> _Entries from a point annotation set_

--- start ---

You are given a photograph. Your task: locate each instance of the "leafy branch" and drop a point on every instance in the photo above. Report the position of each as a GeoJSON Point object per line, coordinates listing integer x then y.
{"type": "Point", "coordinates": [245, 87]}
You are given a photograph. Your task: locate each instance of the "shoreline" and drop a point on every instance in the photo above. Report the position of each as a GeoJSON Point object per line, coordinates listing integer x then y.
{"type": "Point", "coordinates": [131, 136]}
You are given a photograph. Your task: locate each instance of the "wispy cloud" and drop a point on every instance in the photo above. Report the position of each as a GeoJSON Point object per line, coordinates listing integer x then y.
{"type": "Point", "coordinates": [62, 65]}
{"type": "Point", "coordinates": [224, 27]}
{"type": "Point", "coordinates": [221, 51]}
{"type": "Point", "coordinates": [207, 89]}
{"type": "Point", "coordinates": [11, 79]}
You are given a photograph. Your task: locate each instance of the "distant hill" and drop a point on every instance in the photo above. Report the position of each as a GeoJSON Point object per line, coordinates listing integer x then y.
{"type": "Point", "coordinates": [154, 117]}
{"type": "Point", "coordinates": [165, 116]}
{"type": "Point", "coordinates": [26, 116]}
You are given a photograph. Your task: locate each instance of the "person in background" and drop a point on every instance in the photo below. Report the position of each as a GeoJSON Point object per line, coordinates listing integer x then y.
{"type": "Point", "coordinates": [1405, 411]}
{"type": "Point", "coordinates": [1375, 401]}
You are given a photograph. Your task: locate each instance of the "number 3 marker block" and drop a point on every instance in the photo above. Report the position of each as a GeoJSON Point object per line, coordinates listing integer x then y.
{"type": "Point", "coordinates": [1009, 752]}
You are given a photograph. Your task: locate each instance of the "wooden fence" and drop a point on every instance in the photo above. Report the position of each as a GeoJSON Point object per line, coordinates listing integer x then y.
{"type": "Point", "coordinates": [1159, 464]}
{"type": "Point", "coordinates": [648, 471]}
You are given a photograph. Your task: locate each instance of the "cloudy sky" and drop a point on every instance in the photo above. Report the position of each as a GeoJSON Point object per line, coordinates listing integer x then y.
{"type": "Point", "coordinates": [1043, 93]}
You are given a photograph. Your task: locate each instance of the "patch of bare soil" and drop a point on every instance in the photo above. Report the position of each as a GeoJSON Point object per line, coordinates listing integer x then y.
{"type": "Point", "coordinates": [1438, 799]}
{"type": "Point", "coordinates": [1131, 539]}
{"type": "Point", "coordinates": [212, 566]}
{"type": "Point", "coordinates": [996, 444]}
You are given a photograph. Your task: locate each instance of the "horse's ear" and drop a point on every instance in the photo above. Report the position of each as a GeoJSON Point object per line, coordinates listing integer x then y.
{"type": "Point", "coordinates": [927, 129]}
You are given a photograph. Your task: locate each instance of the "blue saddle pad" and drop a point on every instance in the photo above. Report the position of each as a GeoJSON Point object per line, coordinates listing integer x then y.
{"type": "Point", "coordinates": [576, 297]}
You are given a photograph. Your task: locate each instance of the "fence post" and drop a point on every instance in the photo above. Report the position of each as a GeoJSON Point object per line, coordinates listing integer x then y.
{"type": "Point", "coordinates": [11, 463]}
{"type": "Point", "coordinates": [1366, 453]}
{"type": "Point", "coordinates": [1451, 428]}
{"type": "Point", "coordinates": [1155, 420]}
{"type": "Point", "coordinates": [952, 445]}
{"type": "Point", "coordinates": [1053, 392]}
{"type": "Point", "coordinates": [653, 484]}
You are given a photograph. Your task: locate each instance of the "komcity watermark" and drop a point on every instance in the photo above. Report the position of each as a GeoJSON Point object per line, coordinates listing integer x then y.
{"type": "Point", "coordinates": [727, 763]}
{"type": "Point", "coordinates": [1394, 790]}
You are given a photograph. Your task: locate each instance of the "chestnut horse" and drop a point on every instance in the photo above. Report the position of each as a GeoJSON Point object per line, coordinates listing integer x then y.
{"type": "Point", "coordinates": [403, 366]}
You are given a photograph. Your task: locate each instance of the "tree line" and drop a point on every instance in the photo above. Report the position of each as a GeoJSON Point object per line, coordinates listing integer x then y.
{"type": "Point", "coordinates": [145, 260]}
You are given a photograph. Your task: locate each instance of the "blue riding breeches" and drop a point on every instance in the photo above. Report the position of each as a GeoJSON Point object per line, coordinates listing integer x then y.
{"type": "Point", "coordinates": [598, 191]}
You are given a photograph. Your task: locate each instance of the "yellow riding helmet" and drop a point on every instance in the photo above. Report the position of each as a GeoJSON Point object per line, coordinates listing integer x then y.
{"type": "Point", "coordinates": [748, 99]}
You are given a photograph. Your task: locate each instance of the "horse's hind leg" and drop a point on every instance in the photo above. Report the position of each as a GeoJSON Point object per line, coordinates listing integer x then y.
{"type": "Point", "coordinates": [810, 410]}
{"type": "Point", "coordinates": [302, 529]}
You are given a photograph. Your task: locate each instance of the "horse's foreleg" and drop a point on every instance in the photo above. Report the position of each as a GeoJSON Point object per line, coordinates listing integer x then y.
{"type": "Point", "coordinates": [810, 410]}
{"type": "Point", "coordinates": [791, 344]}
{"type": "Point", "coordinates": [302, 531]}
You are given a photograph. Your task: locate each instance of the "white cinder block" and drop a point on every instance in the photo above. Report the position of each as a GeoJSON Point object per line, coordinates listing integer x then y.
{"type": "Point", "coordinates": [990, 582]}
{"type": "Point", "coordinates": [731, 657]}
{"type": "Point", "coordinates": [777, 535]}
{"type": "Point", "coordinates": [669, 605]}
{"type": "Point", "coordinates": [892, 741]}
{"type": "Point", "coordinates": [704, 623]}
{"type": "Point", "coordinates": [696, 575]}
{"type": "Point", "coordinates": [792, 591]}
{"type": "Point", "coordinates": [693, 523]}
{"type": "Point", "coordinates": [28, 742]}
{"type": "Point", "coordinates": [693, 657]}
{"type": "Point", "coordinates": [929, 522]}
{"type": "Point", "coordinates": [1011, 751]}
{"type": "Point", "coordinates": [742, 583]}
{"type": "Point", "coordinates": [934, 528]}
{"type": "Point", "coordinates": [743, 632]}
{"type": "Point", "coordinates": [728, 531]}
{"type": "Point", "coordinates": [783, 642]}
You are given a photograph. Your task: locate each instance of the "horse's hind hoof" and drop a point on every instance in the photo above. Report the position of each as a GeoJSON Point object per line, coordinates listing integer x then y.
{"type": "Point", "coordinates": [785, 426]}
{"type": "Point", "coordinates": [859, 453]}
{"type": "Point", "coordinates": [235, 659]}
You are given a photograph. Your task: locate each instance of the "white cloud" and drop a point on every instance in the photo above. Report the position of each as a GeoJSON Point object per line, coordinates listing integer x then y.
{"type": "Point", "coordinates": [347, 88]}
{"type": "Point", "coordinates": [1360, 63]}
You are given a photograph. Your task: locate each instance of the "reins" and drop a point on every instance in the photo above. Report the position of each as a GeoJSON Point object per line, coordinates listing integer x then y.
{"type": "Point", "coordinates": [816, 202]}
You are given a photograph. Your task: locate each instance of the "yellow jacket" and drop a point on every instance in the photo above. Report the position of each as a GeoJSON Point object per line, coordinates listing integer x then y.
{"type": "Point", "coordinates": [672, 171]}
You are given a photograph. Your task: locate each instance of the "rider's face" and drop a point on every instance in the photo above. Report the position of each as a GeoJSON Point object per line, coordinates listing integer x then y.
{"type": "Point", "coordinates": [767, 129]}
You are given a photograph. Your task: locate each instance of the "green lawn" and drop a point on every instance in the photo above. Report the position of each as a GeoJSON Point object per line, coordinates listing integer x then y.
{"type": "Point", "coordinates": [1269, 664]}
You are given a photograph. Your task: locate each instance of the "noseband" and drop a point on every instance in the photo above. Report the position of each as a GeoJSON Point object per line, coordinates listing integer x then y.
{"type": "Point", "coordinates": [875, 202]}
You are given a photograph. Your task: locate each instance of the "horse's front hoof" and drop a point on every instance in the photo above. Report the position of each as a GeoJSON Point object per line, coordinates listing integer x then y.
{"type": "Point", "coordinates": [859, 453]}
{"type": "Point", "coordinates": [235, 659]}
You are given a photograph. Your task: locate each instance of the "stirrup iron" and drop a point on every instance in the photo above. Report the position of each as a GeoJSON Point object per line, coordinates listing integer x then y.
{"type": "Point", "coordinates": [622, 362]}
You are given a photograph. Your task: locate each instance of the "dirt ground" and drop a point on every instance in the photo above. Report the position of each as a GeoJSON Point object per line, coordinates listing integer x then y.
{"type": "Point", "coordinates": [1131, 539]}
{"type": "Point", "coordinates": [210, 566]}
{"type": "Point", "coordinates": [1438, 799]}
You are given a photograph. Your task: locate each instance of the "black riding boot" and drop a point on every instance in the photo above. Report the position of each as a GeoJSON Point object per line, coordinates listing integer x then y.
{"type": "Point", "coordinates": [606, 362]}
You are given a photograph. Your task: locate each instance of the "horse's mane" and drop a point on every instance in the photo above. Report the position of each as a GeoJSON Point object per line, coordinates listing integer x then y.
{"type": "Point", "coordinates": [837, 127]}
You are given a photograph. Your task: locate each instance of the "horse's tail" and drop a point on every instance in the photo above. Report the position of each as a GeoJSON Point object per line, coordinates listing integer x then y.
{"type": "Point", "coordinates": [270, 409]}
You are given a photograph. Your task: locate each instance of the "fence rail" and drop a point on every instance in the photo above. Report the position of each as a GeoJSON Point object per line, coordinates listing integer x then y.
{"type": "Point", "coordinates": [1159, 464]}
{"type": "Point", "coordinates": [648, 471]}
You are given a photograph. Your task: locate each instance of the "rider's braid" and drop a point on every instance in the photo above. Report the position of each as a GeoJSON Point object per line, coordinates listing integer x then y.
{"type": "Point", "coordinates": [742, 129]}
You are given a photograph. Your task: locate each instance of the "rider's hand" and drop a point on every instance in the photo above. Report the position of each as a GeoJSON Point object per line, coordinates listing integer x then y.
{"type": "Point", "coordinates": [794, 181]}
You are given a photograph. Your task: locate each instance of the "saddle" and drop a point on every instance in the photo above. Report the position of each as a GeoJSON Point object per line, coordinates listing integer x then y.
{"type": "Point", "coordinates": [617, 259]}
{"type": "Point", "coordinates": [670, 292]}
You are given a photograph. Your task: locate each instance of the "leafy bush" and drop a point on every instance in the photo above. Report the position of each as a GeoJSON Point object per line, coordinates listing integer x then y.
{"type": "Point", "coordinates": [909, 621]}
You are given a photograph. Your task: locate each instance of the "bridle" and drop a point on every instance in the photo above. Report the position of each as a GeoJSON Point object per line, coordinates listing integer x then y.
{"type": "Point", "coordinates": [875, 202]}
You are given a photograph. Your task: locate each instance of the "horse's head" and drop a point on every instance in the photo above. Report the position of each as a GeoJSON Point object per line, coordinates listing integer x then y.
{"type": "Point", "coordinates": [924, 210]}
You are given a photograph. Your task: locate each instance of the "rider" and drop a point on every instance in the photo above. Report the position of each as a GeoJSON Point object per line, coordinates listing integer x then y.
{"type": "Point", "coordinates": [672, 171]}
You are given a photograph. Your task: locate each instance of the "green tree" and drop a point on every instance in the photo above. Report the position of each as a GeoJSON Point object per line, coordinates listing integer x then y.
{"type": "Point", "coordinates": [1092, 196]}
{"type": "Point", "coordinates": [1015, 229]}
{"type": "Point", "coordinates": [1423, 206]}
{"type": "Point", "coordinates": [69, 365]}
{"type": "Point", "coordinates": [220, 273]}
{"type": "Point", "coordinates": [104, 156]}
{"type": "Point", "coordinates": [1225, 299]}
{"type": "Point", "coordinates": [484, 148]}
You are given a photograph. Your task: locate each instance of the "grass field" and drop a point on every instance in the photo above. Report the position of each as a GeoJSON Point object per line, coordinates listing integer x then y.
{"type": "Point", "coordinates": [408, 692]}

--- end ---

> _Exercise_
Pick out each line in the records above that contains the word "green" and copy it out in full. Matches must have the same letter case.

> _Finished answer_
You are given a photograph. Your task: locate each instance of the "green lawn" and drop a point on every instance in the photo above. Report the position of each as a GeoJSON Point object per line, coordinates listing integer x then y.
You are given a photograph. Your task: locate each instance of the "green tree" and drop a point on every instance in the photo above. Report the position of each as a GeoJSON Point object per line, coordinates listing integer x then y.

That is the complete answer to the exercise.